*Description of the task:* Copy the rows below verbatim, starting at the line containing "of the leaf-covered" and ending at the line containing "<point>412,86</point>", with both of those lines included.

** START Dataset content **

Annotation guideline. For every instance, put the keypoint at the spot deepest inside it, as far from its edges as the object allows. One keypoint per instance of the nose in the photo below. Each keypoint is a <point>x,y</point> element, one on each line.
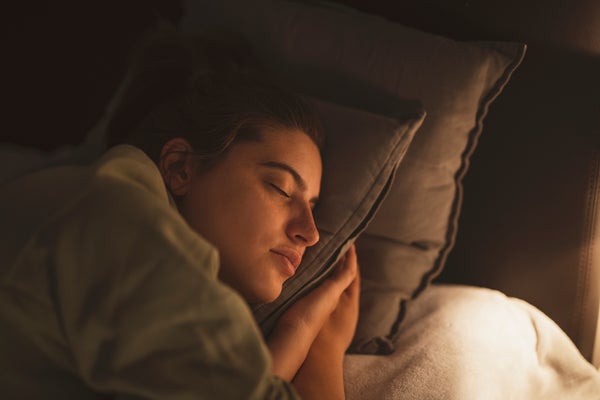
<point>303,229</point>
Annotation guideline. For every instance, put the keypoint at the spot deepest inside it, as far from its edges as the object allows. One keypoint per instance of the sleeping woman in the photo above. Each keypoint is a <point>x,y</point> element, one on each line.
<point>132,277</point>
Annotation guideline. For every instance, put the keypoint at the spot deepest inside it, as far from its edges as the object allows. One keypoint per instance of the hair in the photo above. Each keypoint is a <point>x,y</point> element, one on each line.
<point>209,90</point>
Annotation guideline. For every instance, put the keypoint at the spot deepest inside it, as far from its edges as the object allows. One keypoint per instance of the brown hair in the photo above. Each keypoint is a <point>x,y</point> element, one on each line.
<point>208,90</point>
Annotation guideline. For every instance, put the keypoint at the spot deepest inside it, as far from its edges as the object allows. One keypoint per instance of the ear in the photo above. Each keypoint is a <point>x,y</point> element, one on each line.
<point>176,166</point>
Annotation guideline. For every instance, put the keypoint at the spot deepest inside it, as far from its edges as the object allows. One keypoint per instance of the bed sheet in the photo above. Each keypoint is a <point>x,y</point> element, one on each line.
<point>462,342</point>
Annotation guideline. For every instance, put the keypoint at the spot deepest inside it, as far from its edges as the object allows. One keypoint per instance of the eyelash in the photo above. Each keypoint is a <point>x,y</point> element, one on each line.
<point>280,191</point>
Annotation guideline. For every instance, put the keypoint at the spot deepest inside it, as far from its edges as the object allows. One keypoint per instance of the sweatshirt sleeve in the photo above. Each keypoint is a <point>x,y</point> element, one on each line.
<point>142,311</point>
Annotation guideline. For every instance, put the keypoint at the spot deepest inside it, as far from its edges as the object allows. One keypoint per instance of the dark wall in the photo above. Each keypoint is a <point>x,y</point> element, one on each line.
<point>61,62</point>
<point>521,228</point>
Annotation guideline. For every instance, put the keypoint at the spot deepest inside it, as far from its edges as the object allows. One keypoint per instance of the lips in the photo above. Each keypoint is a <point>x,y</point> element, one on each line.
<point>291,255</point>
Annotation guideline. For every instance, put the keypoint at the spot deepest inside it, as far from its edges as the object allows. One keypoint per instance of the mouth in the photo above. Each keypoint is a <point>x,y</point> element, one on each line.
<point>290,259</point>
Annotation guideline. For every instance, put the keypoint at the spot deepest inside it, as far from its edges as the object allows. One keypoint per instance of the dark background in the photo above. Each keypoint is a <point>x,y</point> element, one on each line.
<point>522,225</point>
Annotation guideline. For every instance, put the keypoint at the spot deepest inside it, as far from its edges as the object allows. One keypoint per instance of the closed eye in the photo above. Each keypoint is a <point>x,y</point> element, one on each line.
<point>280,191</point>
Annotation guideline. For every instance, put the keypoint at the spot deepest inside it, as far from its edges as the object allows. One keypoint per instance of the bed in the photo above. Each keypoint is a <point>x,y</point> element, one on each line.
<point>476,283</point>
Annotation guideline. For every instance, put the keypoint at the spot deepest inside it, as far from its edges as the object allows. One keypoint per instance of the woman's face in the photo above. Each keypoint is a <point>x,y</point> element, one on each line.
<point>255,206</point>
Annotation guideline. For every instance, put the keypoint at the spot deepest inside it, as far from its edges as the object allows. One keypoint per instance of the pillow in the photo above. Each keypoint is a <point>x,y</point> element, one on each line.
<point>361,153</point>
<point>367,62</point>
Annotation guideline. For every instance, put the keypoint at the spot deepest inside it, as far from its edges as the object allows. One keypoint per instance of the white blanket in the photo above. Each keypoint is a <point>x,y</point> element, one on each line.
<point>465,343</point>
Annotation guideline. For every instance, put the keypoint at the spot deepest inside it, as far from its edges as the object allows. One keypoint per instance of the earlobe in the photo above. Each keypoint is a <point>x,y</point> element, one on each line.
<point>175,165</point>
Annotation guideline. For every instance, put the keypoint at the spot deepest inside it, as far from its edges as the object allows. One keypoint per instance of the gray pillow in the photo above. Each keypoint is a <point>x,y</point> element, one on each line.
<point>361,153</point>
<point>367,62</point>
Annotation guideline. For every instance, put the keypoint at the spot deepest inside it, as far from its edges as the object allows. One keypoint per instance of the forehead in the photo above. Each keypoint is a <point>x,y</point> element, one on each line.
<point>290,147</point>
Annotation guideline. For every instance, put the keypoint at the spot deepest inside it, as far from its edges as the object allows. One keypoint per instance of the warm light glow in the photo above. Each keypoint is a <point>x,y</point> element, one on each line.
<point>596,355</point>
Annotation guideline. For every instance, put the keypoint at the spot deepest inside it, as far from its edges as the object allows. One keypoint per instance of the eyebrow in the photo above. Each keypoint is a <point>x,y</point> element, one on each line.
<point>284,167</point>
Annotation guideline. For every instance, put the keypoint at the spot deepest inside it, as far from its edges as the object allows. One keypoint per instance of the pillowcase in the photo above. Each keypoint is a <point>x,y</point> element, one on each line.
<point>367,62</point>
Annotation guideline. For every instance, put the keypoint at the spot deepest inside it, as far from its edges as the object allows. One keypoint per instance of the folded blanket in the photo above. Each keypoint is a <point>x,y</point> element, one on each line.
<point>465,343</point>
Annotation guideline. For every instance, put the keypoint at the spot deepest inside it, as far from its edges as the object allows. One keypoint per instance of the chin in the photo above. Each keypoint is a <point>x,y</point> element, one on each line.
<point>267,295</point>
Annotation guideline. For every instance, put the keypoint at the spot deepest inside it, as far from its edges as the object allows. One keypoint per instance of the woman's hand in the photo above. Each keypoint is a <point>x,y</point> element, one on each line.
<point>339,328</point>
<point>321,375</point>
<point>330,303</point>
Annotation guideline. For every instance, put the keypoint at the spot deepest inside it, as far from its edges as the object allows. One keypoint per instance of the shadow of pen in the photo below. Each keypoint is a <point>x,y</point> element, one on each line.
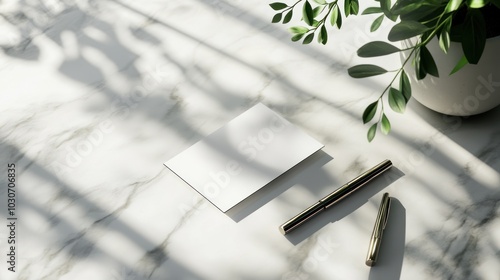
<point>390,258</point>
<point>344,207</point>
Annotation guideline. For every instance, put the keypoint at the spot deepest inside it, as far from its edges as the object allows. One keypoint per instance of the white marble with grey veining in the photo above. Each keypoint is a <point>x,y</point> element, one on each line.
<point>96,95</point>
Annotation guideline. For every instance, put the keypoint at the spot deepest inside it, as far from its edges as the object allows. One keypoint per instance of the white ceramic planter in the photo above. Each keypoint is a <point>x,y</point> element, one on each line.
<point>472,90</point>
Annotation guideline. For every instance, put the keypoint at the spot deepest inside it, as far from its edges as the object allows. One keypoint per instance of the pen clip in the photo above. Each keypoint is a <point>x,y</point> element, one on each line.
<point>386,211</point>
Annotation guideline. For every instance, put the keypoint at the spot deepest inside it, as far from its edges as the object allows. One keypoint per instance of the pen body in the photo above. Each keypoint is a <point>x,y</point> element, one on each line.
<point>335,197</point>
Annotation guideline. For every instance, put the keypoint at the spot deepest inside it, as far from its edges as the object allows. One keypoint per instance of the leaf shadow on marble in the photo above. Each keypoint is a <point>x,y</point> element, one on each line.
<point>455,250</point>
<point>76,244</point>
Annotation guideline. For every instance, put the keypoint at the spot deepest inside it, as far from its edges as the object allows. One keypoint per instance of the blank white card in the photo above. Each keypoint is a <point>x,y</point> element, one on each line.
<point>243,156</point>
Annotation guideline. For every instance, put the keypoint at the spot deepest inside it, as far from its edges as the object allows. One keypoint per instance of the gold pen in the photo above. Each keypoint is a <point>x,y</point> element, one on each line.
<point>334,197</point>
<point>378,230</point>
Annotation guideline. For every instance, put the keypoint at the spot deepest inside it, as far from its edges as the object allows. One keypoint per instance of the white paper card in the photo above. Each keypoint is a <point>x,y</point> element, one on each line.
<point>243,156</point>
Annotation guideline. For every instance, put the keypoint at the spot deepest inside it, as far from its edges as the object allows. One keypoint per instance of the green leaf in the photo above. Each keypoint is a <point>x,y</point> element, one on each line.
<point>405,30</point>
<point>299,29</point>
<point>278,6</point>
<point>308,39</point>
<point>370,111</point>
<point>323,35</point>
<point>354,7</point>
<point>372,10</point>
<point>334,16</point>
<point>476,4</point>
<point>473,35</point>
<point>385,125</point>
<point>377,48</point>
<point>317,11</point>
<point>444,37</point>
<point>371,132</point>
<point>347,8</point>
<point>365,70</point>
<point>461,63</point>
<point>453,5</point>
<point>339,19</point>
<point>288,17</point>
<point>376,23</point>
<point>277,18</point>
<point>428,62</point>
<point>405,86</point>
<point>307,13</point>
<point>385,6</point>
<point>419,67</point>
<point>297,37</point>
<point>496,3</point>
<point>397,101</point>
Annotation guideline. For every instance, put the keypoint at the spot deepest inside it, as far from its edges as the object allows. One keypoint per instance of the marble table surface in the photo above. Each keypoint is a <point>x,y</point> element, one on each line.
<point>97,95</point>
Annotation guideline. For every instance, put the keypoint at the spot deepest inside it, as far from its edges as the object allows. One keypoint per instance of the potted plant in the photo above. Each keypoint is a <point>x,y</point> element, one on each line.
<point>417,25</point>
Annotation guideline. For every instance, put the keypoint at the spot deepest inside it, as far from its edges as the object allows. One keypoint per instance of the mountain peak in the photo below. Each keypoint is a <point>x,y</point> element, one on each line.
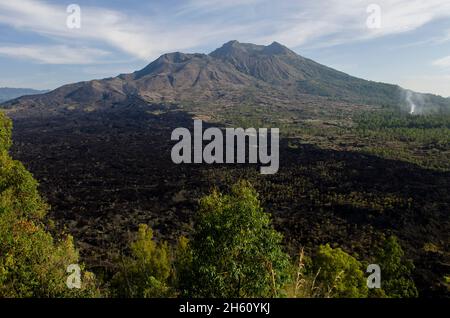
<point>236,49</point>
<point>277,48</point>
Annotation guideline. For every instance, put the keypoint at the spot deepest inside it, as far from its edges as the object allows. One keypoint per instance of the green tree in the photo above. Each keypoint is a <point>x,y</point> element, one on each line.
<point>338,274</point>
<point>235,250</point>
<point>32,263</point>
<point>147,271</point>
<point>396,270</point>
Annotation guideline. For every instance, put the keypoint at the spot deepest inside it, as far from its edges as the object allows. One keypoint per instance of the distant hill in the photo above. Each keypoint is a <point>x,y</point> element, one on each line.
<point>7,93</point>
<point>230,72</point>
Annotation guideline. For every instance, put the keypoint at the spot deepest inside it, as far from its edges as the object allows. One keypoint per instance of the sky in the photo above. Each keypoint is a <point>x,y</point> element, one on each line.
<point>46,44</point>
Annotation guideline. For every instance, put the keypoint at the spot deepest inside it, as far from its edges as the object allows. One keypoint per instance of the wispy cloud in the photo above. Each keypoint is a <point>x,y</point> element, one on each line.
<point>442,62</point>
<point>209,22</point>
<point>55,54</point>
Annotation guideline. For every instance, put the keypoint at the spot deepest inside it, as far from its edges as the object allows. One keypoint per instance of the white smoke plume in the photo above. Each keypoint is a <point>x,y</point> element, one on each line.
<point>415,102</point>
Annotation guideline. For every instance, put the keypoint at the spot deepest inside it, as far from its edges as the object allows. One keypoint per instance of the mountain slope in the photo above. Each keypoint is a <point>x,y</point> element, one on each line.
<point>228,72</point>
<point>7,93</point>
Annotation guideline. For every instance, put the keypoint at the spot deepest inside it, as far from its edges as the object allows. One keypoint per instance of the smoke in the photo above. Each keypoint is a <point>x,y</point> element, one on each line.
<point>414,102</point>
<point>409,100</point>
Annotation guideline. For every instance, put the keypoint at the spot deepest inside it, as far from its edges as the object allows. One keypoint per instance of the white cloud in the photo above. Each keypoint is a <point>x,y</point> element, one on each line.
<point>54,54</point>
<point>209,22</point>
<point>442,62</point>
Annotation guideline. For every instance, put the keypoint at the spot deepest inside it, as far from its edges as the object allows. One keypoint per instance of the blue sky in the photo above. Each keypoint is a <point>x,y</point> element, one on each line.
<point>410,48</point>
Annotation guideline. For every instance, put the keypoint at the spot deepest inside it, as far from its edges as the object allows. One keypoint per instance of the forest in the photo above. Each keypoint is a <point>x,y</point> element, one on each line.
<point>233,250</point>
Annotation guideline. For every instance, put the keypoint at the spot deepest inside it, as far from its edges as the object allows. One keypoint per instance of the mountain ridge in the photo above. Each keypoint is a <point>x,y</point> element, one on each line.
<point>229,72</point>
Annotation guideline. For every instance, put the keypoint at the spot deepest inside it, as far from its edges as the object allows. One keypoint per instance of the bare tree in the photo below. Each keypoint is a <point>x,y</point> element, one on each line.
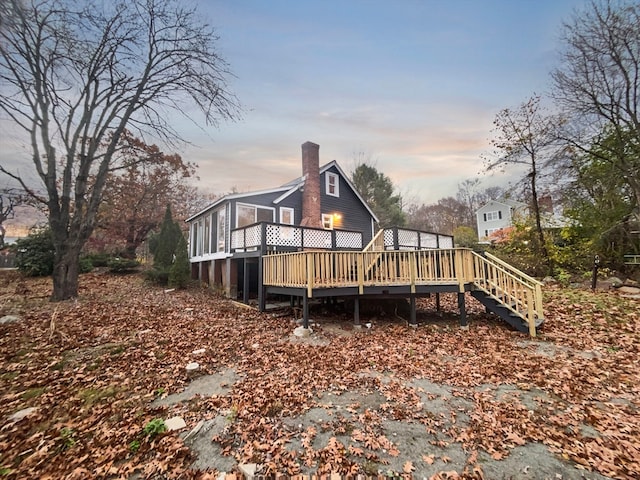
<point>10,198</point>
<point>76,74</point>
<point>598,86</point>
<point>526,138</point>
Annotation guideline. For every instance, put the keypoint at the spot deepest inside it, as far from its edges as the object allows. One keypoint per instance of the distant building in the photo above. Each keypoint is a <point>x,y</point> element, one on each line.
<point>496,215</point>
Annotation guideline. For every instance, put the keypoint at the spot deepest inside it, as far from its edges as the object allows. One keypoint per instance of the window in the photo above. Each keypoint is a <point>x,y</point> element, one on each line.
<point>333,184</point>
<point>248,214</point>
<point>287,215</point>
<point>194,239</point>
<point>221,230</point>
<point>491,216</point>
<point>327,221</point>
<point>207,235</point>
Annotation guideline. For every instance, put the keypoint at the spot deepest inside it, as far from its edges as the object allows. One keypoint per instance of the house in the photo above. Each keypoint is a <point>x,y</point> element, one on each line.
<point>323,201</point>
<point>315,238</point>
<point>496,215</point>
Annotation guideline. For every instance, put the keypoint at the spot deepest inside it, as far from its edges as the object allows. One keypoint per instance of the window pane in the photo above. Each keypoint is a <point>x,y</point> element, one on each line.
<point>246,215</point>
<point>264,215</point>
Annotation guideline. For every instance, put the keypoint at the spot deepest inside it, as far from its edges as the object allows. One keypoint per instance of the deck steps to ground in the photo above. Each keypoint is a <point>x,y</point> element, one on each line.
<point>506,312</point>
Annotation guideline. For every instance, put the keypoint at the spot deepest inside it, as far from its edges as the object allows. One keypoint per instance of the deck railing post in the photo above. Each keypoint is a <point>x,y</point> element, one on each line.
<point>530,316</point>
<point>310,274</point>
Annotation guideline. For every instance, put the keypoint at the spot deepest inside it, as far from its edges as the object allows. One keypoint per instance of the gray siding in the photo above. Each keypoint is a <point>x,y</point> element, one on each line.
<point>355,215</point>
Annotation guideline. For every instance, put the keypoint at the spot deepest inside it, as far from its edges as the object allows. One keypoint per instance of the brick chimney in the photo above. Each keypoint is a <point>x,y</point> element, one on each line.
<point>311,211</point>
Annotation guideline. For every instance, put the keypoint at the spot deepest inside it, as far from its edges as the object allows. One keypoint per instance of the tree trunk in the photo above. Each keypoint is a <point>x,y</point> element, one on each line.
<point>66,268</point>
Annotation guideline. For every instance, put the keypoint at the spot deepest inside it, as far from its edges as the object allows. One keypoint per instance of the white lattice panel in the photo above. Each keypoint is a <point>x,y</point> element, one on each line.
<point>388,238</point>
<point>317,238</point>
<point>253,236</point>
<point>348,240</point>
<point>445,241</point>
<point>236,239</point>
<point>284,236</point>
<point>428,240</point>
<point>407,238</point>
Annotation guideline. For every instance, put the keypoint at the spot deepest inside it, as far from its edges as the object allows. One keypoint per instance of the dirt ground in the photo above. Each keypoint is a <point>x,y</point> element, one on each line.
<point>91,375</point>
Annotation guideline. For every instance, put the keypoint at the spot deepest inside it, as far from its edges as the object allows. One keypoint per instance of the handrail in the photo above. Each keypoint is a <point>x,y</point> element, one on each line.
<point>516,290</point>
<point>376,243</point>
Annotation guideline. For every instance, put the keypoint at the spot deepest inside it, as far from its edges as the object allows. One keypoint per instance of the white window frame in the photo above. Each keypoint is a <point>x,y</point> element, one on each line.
<point>256,207</point>
<point>329,176</point>
<point>221,230</point>
<point>327,221</point>
<point>289,210</point>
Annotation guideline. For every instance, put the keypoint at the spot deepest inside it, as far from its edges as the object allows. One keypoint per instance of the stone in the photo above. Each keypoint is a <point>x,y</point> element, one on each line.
<point>9,319</point>
<point>192,367</point>
<point>302,332</point>
<point>628,289</point>
<point>248,470</point>
<point>175,423</point>
<point>20,414</point>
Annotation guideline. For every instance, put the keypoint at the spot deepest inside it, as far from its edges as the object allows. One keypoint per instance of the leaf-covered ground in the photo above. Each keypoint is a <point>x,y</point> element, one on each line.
<point>92,368</point>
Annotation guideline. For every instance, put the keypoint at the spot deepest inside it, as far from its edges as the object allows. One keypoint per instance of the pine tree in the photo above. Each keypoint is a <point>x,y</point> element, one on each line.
<point>180,271</point>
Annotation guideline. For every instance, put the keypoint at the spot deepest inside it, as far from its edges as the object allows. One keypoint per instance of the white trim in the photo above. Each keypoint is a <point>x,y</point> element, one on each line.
<point>336,185</point>
<point>289,210</point>
<point>234,196</point>
<point>328,218</point>
<point>286,194</point>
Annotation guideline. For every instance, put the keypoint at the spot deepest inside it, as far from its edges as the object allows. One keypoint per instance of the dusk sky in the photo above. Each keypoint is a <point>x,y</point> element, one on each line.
<point>412,86</point>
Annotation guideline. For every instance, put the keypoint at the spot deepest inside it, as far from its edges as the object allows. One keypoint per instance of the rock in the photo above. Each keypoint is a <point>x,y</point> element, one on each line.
<point>19,415</point>
<point>175,423</point>
<point>192,367</point>
<point>615,282</point>
<point>9,319</point>
<point>302,332</point>
<point>248,470</point>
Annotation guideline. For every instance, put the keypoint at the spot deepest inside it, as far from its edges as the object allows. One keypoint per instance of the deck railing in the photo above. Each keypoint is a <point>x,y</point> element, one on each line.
<point>459,266</point>
<point>269,237</point>
<point>516,290</point>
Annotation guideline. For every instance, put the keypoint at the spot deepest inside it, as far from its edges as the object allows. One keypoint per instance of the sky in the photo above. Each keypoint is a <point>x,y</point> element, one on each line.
<point>409,86</point>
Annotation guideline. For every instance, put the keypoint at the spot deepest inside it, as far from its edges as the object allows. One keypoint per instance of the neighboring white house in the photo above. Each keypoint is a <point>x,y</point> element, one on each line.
<point>497,214</point>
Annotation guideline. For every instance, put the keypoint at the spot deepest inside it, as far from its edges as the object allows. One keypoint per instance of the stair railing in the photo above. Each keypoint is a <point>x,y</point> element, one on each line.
<point>516,290</point>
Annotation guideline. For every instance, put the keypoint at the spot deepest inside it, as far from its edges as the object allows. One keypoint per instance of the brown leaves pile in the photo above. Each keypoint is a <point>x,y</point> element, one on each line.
<point>94,369</point>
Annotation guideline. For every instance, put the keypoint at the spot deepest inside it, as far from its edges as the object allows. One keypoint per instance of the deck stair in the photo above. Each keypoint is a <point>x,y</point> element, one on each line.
<point>507,292</point>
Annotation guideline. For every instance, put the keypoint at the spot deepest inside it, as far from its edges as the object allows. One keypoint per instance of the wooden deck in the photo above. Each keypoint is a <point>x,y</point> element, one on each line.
<point>406,273</point>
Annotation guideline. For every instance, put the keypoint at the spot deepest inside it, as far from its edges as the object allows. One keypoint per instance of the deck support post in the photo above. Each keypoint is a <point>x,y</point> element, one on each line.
<point>356,312</point>
<point>463,310</point>
<point>245,281</point>
<point>262,301</point>
<point>305,311</point>
<point>412,319</point>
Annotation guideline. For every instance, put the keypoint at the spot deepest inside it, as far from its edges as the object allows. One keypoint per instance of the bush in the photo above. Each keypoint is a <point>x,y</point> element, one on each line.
<point>99,259</point>
<point>180,272</point>
<point>35,254</point>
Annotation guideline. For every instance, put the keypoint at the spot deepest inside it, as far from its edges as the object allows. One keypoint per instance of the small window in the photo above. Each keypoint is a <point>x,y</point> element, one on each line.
<point>491,216</point>
<point>333,184</point>
<point>287,215</point>
<point>327,221</point>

** END Dataset content **

*Exercise solution:*
Annotation guideline. For every instance, put the keypoint at the spot deepest inside it, as far from its edges as the object allows. One keypoint per instance of the leaf-covered ground in the photo above. Each keypoint is a <point>x,y</point> element, one on each line.
<point>92,368</point>
Annotation guideline. For every instance, put the keypoint at the spot deepest inside it, as far from its edges as the object allows. One keypoint per instance of the pine tree in the photo above. Each keypoint is a <point>x,y</point> element, one on each line.
<point>180,271</point>
Annotation guideline. For every instance, put the keypoint at the spot deepest inside it, as far from its edges as the object allows. One keypoint per instance of the white trim in the photo above. Each keypoint is a <point>x,y</point> element, one on each line.
<point>336,185</point>
<point>289,210</point>
<point>234,196</point>
<point>328,218</point>
<point>286,194</point>
Annotation guideline. For every instance, put the keypoint at the spot deepest inside it, as far from its edges as the object allows. One keypoint per instance of the dusk sky in the photo above. Each keypoint is a <point>x,y</point> element, one on each line.
<point>412,86</point>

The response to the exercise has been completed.